_TO DO_: With the images removed, return every line below exactly as it reads.

_RECORDS TO USE_:
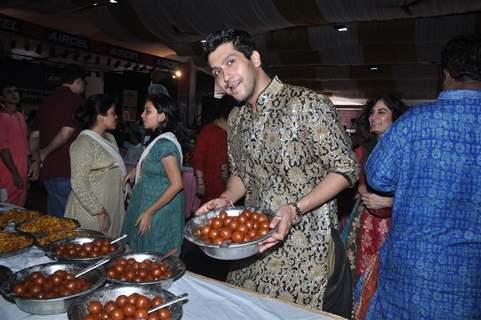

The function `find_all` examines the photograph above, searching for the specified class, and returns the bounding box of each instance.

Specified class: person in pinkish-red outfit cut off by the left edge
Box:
[0,83,28,207]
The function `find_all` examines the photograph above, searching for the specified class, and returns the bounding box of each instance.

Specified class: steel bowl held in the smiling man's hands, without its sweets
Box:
[184,207,274,260]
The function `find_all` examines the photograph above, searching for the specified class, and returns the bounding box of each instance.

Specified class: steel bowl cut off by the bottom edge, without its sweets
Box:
[67,285,182,320]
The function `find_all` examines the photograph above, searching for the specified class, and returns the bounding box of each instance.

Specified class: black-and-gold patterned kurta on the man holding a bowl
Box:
[228,78,359,309]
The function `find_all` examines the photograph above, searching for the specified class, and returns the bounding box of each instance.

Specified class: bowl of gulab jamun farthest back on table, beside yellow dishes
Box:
[45,235,125,263]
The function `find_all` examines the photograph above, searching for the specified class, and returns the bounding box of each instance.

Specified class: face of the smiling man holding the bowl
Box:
[208,42,256,102]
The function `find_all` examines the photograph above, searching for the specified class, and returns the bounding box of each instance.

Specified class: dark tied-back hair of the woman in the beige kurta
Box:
[73,94,114,129]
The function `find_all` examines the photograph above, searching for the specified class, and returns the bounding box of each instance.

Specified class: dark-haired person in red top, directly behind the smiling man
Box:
[192,96,234,202]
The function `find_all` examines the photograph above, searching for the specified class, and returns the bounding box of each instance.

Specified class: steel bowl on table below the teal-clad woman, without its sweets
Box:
[106,252,185,289]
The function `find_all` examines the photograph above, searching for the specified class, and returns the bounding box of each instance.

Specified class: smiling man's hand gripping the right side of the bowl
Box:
[259,204,296,252]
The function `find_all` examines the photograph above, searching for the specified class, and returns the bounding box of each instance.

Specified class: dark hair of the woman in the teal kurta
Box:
[147,94,177,145]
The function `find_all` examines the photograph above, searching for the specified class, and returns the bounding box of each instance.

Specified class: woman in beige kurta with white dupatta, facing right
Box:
[65,94,126,237]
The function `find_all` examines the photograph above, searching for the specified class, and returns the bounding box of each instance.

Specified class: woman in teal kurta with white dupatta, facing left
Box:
[123,95,184,254]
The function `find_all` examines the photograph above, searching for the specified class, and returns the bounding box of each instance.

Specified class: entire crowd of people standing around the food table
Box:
[0,29,481,319]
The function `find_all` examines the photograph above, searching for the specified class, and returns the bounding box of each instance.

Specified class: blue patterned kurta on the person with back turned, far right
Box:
[366,90,481,319]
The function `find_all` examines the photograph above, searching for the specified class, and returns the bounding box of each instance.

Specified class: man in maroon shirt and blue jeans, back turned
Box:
[30,65,85,217]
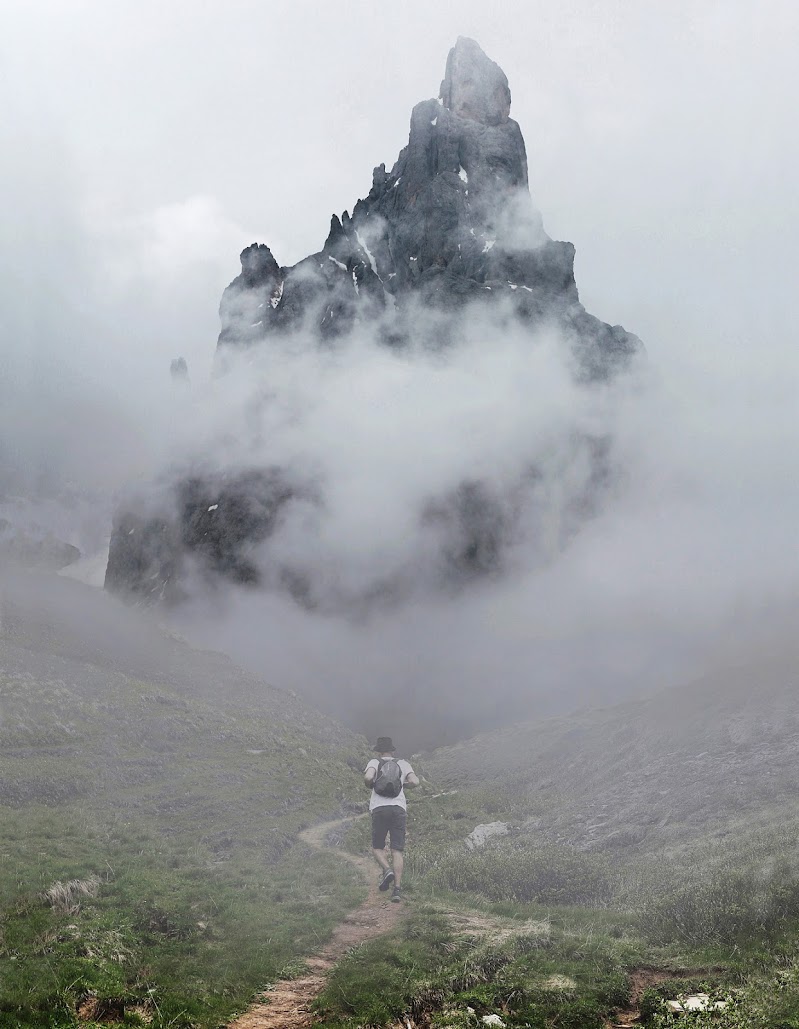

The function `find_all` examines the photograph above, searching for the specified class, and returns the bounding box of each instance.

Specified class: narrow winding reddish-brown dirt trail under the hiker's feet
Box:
[228,815,404,1029]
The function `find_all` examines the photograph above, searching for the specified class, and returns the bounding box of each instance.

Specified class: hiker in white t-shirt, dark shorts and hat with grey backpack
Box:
[363,736,419,902]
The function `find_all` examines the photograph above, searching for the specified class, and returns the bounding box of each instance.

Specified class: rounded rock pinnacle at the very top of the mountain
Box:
[440,36,511,126]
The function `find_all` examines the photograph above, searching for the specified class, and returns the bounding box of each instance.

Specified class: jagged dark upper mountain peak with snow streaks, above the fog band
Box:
[219,37,639,380]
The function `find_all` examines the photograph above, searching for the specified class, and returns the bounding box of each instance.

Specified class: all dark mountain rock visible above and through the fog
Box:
[106,37,640,606]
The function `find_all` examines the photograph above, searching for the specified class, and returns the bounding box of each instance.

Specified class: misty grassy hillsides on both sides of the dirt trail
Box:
[6,572,799,1029]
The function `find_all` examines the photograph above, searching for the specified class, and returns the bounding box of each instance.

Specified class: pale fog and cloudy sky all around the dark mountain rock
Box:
[0,3,799,746]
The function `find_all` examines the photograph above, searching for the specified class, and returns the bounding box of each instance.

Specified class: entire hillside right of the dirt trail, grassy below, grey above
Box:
[319,645,799,1029]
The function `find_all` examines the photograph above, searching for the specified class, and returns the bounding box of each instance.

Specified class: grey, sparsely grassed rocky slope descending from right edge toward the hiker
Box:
[426,633,799,850]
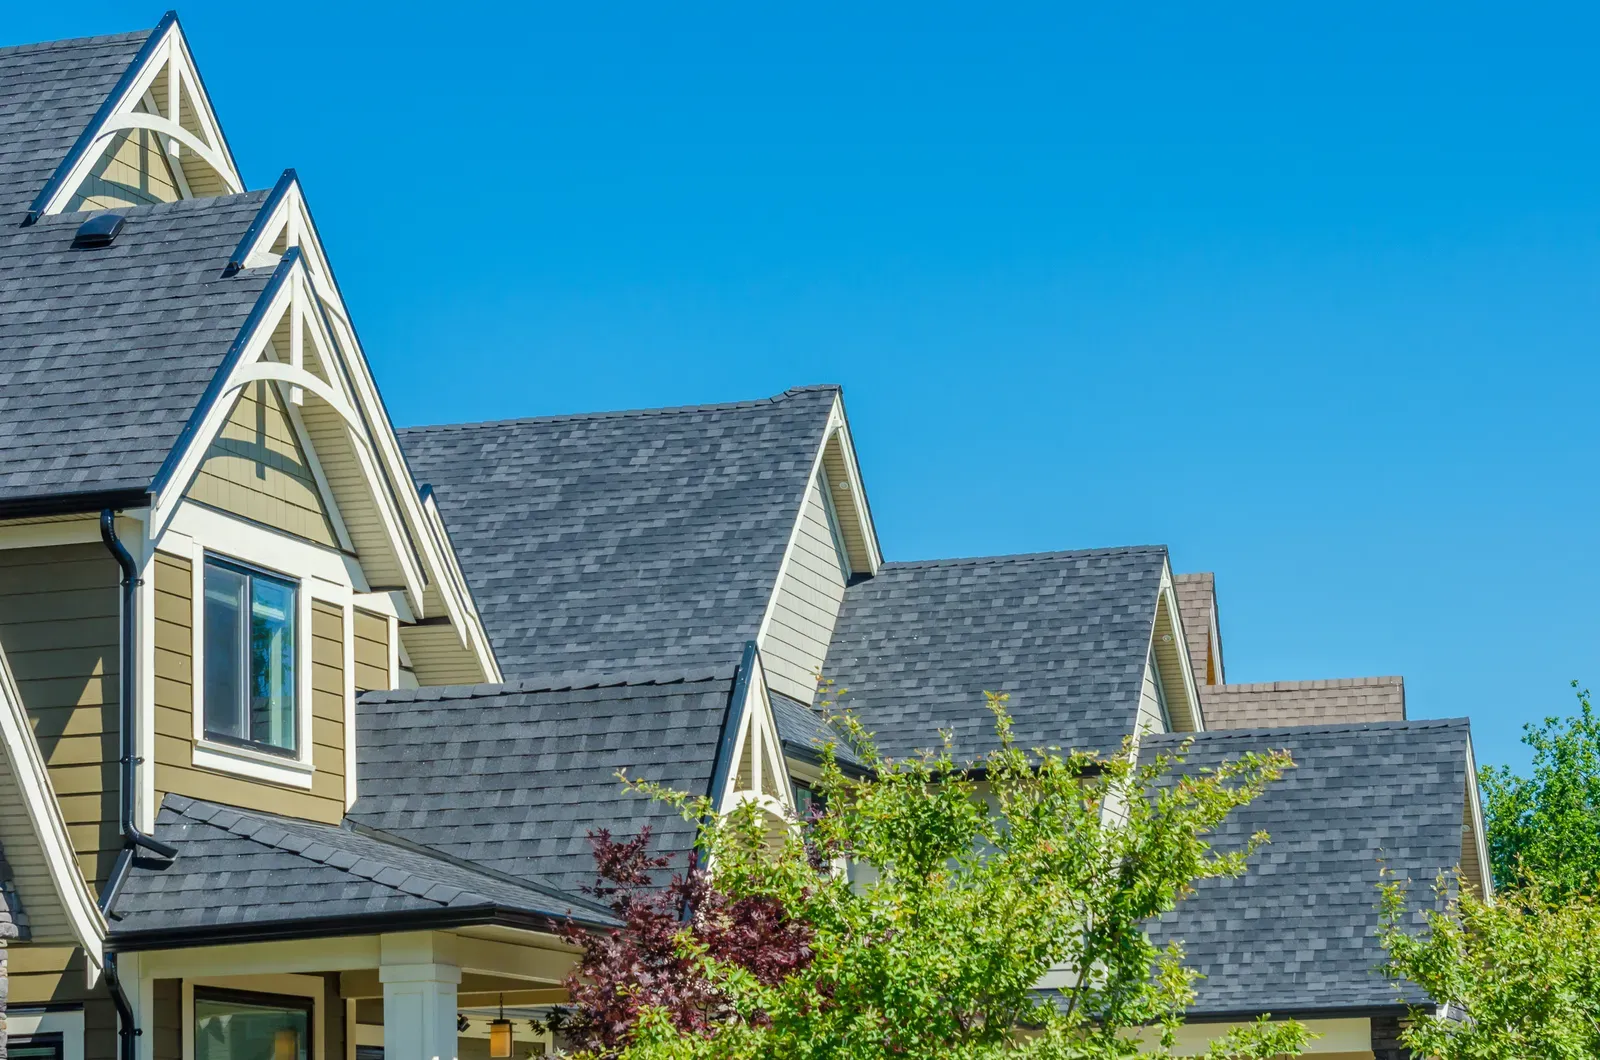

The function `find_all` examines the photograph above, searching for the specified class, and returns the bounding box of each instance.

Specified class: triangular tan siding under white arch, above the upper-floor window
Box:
[187,381,338,546]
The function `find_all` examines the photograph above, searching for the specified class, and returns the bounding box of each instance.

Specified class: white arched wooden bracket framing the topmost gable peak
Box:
[24,11,245,224]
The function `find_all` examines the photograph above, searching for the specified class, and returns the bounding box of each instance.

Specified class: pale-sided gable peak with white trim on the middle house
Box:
[757,395,883,703]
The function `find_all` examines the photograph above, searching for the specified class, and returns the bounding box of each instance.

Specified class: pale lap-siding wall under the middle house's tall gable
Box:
[760,477,845,703]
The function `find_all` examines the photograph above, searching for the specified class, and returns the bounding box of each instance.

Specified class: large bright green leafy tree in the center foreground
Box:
[579,697,1309,1060]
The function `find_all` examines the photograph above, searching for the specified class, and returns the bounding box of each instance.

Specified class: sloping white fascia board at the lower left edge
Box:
[0,634,106,983]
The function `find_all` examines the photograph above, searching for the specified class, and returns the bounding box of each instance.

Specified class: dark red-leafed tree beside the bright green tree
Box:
[563,826,811,1055]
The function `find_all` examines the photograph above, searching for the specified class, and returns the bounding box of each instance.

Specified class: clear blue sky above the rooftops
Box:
[15,0,1600,778]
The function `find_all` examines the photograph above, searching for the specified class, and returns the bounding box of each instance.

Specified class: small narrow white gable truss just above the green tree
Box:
[710,640,795,841]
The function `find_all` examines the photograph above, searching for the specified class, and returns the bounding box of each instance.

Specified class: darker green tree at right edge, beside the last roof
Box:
[1480,681,1600,897]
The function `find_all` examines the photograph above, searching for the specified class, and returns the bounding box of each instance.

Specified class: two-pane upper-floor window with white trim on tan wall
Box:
[202,557,299,757]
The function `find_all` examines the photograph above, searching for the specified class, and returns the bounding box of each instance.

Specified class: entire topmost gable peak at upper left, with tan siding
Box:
[27,11,245,223]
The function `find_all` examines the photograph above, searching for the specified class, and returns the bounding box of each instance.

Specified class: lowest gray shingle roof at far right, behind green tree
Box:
[1139,719,1470,1015]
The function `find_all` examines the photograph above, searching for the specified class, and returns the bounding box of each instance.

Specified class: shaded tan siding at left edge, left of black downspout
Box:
[0,544,122,887]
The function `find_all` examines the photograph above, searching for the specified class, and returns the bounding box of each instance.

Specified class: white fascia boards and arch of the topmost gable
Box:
[30,18,245,216]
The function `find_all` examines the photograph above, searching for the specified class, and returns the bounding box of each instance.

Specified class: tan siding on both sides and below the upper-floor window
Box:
[155,552,344,823]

_ANSWER TO THIS TASK_:
The function `find_all` examines the photograph above, searching for the specified class, and returns the bounding box of each instance.

Specified class: person in pinkish-red outfit cut off by the left edge
Box:
[0,83,28,207]
The function `find_all` examines the photograph above, searching for the specified class, and returns the bounding box of each instance.

Specified class: steel bowl held in the smiling man's hands, without its sweets
Box:
[184,207,274,260]
The function `find_all` examines the photograph above, searching for the specified class, and returns the bounding box of each instance.

Specified class: steel bowl cut off by the bottom edge, without its sweets
Box:
[67,285,182,320]
The function `find_all` examines the photograph above, searching for the specified class, and returns the bounding box of each instance.

Specified class: black-and-gold patterned kurta on the man holding a bowl
Box:
[228,78,359,309]
The function `find_all` examines the photograph above, searching for the specified class, and returns the bounding box of each instance.

Specified class: bowl of gulab jamun farthest back on table, beside yellow dishes
Box:
[45,235,125,263]
The function `find_all` examines the photograph above, searching for the specified class, and returns the bounding box of each instance.

Specified class: face of the smiling man holding the bowl
Box:
[208,42,256,102]
The function `find_all` examines the photograph above, searching for the specified class, and returns the bounding box of each instance.

Specified class: dark tied-back hair of the woman in the beige kurta
Box:
[73,94,114,129]
The function `find_all` examines the photograph above, searching for the specified class, and returns the bounding box of each instance.

Specified class: dark-haired person in red top, directly behind the smiling man
Box:
[192,96,234,202]
The function `find_all` examines the photograph above, searching for the specified class, and returns the bounding box of each instance.

Specified class: steel bowl on table below the teal-clad woman, without its sweets
Box:
[106,252,185,289]
The function `find_all` examines the photograph above, searching for the specified class, and returns the bounding box of each instance.

Specified class: smiling man's hand gripping the right side of the bowl
Box:
[259,204,296,252]
The function `find_all` examines the photograph above, searching for the specified class, and returns the bounding box of each instance.

Specified class: dark hair of the woman in the teal kurta
Box:
[147,94,177,145]
The function `find_all` examines the photograph above, searching for the specified class, and returns the bounding box of each instance.

Specified class: woman in beige kurta with white dupatta, facing right
Box:
[65,94,126,237]
The function `find_all` examines the photograph above, searching for the specified class, and returns the bounding box of each instance.

Specified class: woman in teal kurta with white dupatta, facing left
Box:
[123,95,184,254]
The function `find_all` examines the photograph above, searching for the specified class, and returns the bounding box of each instance.

Specified class: entire crowd of people standing around the food table
Box:
[0,29,481,319]
The function `find_all` examines the photograph above, searching for the specified class, and returns the bounding box of each instance.

Specified class: blue patterned kurta on the person with back turned, far right
Box:
[366,90,481,319]
The function `find_all` examines the photograph above, searching for the specified class, and returns the bounding box of each instance.

Specified class: man in maroon shirt and blue jeans, back turned
Box:
[30,65,85,217]

The function `find_all` examines the photograph above, searching for the specified class, and returns the bounding box of each instance.

Specified class: narrow winding reddish-brown dirt trail under the hiker's feet
Box:
[228,815,404,1029]
The function `find_all` examines the photograph above, searching for the specified class, and returns the bounding box of each instance.

Specified class: hiker in white t-shirt, dark shorts and hat with grey backpack
Box:
[363,736,419,902]
The function `find_all` examines the photograph above, searching for the specified class, and returns the bounding box of each instance.

Specified class: rounded rock pinnacle at the very top of the mountain
Box:
[440,36,511,126]
The function `find_all` examines the photograph above, searching for the specified class, and returns the bounding box of each instance.

Specified class: jagged dark upper mountain peak with snow streaks, above the fog band
Box:
[219,37,639,380]
The function `find_all` examines the photograph above, searching for the specified class, and returns the bounding box of each instance.

Specified class: all dark mountain rock visible above and through the fog
Box:
[106,37,640,606]
The function `find_all` examines the photograph above, searching for the specified class, and returns the bounding box of each instance.

Specified class: misty grassy hillsides on both sides of the dirt trail
Box:
[6,572,799,1029]
The function `find_all` examines the photograph above, searching for the specified class, and returns the bounding box of each instance.

Specified class: pale fog and cloudy sky all around the dark mountain rock
Box:
[0,3,799,746]
The function `find_all` examines the photograph above, searching for the specified class, and returns the bounding box of each instance.

Specified class: entire hillside right of the dirt trail, grassy below, grey above
Box:
[319,645,799,1029]
The function `find_all` examines the photograph above, searching for the specified class, and returns the bounding box of each instance.

Specified class: grey, sparsely grassed rocky slope descending from right edge toward the hiker
Box:
[426,633,799,850]

The function `find_all` examines the photograph above, searching for the specified class, and returns the bounding box of each instance.

Specified class: triangular tan siding under white arch, above the upper-floor window
Box:
[187,381,338,546]
The function `find_all` examines the photograph above, searching for the specified class, and returns the bounding box of each instance.

Specified class: white arched wooden bracket framing the topmost gable peak
Box:
[24,11,245,224]
The function `find_all` examines the photograph above, searching for the specified class, and returns the bounding box of each instance.

Specified class: pale-sided gable peak with white trim on the middle house
Box:
[757,395,883,703]
The function `find_all` examines the photograph above, searching for the specified class, and returns the bounding box of each instance.

Specified class: pale lap-siding wall under the middle house's tall gable
Box:
[760,477,845,703]
The function `find_all` examines the photograph above, searching for the specified class, and returns the bounding box of each instance.

Specified class: large bright green leafy tree in the center foreground
Box:
[579,697,1309,1060]
The function `find_all` examines the photograph above, searching for the specified class, and returns the bounding box of each instance.

Specified class: sloping white fascia board at the lower left edge
Box:
[0,634,106,983]
The function `find_all` examines the photograph above, searching for the specified class, and returns the bounding box of each instance.

Specified class: dark red-leafed tree beside the bright green tree
Box:
[563,826,811,1055]
The function `find_all` examines the photograph above, searching for the specified class, and returns the bounding box of each instance.

Specified class: clear blue sky above the rooftops
Box:
[15,0,1600,778]
The function `find_all` examines the photograph above, searching for the specified class, and returns the bounding box of each instance.

Specified class: small narrow white gable truss just above the green tree
Box:
[710,640,795,841]
The function `find_all` examines the photograph above, searching for the specified class, and returns the bounding box of each instance.

Specified class: darker green tree at right edge, beside the last roof
Box:
[1480,681,1600,897]
The function `find_all` examines the photograph above, searching for the specified class, and returns the bounding box of each instance.

Specified class: two-pane upper-floor window with white trim on tan wall
Box:
[202,557,299,757]
The function `find_all` examines the photograph above, searching for the specified class, and returns the bounding box of each instance.

Specified class: entire topmost gable peak at upper left, with tan siding
Box:
[27,11,245,223]
The function `find_all` examines the photograph above, searching for the specified class, and returns the bounding box of each instance.

Specified class: lowest gray shingle roof at far right, behind green tree
Box:
[1139,719,1470,1015]
The function `find_all` examines the photograph above, searching for the specified class, and returns the bounding box of each instance.

Specified class: shaded tan siding at left edge, left of black downspout
Box:
[0,544,122,887]
The function `find_all` examines the photograph above, searching for the specified class, and returns the bounding box of each instance.

Specified class: white fascia boards and arch of the topmost gable
Box:
[30,18,245,216]
The function `find_all` examines the photograph above, searching for the specified class, and returns the bounding box of each instance.

Specified class: tan siding on both sides and below the upper-floor window
Box:
[155,552,344,823]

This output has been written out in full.